## GEZEIGTER TEXTABSCHNITT

"...aus dem Rathaus" vom 28.03.2024

Liebe Mitbürgerinnen, liebe Mitbürger,

viele fragen sich: Warum fahren so viele Busse durch das Land ?

Seit Mitte Dezember erleben wir, dass in unserem Gebiet „alle paar Minuten“ - wie es ein Bürger ausdrückte - ein Bus vorbeifährt. Dem Einen gefällt das, weil er jetzt öfter das Auto stehen lassen kann. Den Anderen stören die vielen Busse. Man kann es nie allen recht machen.

Was man aber kann, ist, über Hintergründe zu informieren. Die dann hoffentlich nicht nur zu einer besseren Akzeptanz, sondern auch zu einer intensiveren Nutzung führen.

Die neue Landrätin, Frau Anke Beilstein, hatte am 13.03.2024 die Orts- und Stadtbürgermeister des Landkreises Cochem-Zell zu einer Bürgermeisterdienstbesprechung eingeladen. Einer der Tagesordnungspunkte war die Situation im ÖPNV und das damit verbundene Haushaltsdefizit des Landkreises. Aus dieser Sitzung möchte ich Sie, liebe Mitbürgerinnen und Mitbürger, gerne im Einvernehmen mit der Landrätin hier informieren.

Im Schüler- als auch im öffentlichen Personennahverkehr - ÖPNV - hat sich vieles verändert. Waren früher die Schüler gesondert im Schülerverkehr unterwegs, ist dieser ganz in den ÖPNV aufgegangen. Früher waren private Busunternehmen auf eigene Rechnung mit Konzessionsverträgen im ÖPNV im Einsatz. Diese Verträge liefen aus. Die vom Land gewollte Umstellung des Systems Schülerbeförderung / ÖPNV soll aus den Mitteln des Landesfinanzausgleichs finanziert werden. Dieser brachte jedoch wesentliche Veränderungen, die auch auf die Finanzierung des ÖPNV durchschlagen.

(Gespeicherte Daten)
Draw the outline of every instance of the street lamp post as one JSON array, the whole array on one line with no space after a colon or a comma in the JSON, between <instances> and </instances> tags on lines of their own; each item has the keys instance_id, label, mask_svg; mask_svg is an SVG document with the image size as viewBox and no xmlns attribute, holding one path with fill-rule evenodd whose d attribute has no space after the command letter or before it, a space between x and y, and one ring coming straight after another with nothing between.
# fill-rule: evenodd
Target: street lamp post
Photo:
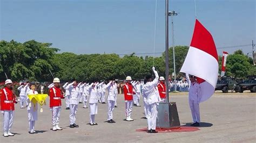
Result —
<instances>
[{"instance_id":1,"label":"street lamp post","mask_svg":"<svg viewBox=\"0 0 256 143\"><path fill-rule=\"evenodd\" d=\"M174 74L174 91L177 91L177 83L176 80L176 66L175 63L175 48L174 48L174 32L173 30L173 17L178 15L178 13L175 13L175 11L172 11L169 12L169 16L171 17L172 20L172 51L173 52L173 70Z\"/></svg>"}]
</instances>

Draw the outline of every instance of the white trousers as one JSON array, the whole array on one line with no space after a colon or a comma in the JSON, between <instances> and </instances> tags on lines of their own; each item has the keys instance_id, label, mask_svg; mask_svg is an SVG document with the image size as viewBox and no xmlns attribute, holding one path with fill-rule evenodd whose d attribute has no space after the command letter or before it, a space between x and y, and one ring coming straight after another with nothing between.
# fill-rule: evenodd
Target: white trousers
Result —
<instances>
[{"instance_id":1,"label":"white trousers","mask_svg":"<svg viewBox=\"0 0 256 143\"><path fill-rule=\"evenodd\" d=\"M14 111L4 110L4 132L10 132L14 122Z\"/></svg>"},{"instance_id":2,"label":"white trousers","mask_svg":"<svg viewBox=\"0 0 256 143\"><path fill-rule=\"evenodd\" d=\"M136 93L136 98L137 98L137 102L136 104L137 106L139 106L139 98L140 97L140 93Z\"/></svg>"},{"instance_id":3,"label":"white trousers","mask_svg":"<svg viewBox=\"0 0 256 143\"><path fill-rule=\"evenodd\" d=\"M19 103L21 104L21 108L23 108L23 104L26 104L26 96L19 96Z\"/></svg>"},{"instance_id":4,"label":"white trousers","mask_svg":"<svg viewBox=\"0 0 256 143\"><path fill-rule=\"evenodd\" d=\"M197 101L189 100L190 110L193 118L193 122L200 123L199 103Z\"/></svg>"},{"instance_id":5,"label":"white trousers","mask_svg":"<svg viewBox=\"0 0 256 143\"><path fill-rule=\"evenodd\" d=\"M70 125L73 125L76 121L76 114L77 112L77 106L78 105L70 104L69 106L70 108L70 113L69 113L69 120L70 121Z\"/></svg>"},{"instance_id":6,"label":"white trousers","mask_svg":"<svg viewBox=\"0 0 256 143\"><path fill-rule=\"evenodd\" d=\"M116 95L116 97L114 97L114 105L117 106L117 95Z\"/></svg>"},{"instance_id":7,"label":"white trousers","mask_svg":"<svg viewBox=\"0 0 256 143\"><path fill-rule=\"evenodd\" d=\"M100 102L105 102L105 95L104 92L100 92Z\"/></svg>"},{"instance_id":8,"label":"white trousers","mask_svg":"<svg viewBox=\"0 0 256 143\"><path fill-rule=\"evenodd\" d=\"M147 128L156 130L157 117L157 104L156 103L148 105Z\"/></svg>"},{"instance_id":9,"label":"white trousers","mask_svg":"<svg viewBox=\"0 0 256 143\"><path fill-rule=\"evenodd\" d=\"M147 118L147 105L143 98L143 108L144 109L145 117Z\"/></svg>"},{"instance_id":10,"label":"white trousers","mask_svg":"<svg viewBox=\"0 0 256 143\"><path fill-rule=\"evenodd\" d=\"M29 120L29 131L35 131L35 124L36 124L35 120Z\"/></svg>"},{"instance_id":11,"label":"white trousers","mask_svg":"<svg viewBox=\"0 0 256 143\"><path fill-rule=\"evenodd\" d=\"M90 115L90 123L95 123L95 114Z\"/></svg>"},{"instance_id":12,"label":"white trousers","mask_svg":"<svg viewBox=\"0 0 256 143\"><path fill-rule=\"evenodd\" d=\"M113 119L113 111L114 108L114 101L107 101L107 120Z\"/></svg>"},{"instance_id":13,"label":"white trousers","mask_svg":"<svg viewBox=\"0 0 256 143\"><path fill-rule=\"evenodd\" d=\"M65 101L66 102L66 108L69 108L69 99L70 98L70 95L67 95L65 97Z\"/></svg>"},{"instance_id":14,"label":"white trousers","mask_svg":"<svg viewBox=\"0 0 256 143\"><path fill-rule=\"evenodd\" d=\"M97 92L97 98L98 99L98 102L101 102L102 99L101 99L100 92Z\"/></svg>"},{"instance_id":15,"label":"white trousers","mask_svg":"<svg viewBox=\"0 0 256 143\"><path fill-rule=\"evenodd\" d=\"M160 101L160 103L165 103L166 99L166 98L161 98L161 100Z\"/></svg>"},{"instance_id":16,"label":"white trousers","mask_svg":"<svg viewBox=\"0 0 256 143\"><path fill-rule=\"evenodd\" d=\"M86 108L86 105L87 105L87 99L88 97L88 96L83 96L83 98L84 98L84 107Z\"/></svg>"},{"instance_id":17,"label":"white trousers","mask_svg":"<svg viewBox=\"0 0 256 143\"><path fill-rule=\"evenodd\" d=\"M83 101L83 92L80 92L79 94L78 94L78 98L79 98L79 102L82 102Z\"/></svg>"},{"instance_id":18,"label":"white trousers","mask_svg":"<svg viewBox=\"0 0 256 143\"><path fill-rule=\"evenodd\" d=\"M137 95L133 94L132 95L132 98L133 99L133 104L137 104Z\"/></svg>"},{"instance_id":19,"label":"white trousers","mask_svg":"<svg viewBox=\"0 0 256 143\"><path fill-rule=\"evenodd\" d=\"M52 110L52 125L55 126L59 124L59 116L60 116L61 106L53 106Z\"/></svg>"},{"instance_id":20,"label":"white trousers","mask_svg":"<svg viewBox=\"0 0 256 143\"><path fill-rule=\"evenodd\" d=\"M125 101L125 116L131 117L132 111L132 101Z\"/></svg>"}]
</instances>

## DIE AUFGABE
Gib aus der Rathausmitteilung den Abschnitt wortgetreu wieder, beginnend bei den Worten „Seit Mitte Dezember“ und endend nach den Worten „allen recht machen.“. Die Einträge sind eigenständiges Material und gehören nicht zur Rathausmitteilung.

## ANTWORT ZUR AUFGABE
Seit Mitte Dezember erleben wir, dass in unserem Gebiet „alle paar Minuten“ - wie es ein Bürger ausdrückte - ein Bus vorbeifährt. Dem Einen gefällt das, weil er jetzt öfter das Auto stehen lassen kann. Den Anderen stören die vielen Busse. Man kann es nie allen recht machen.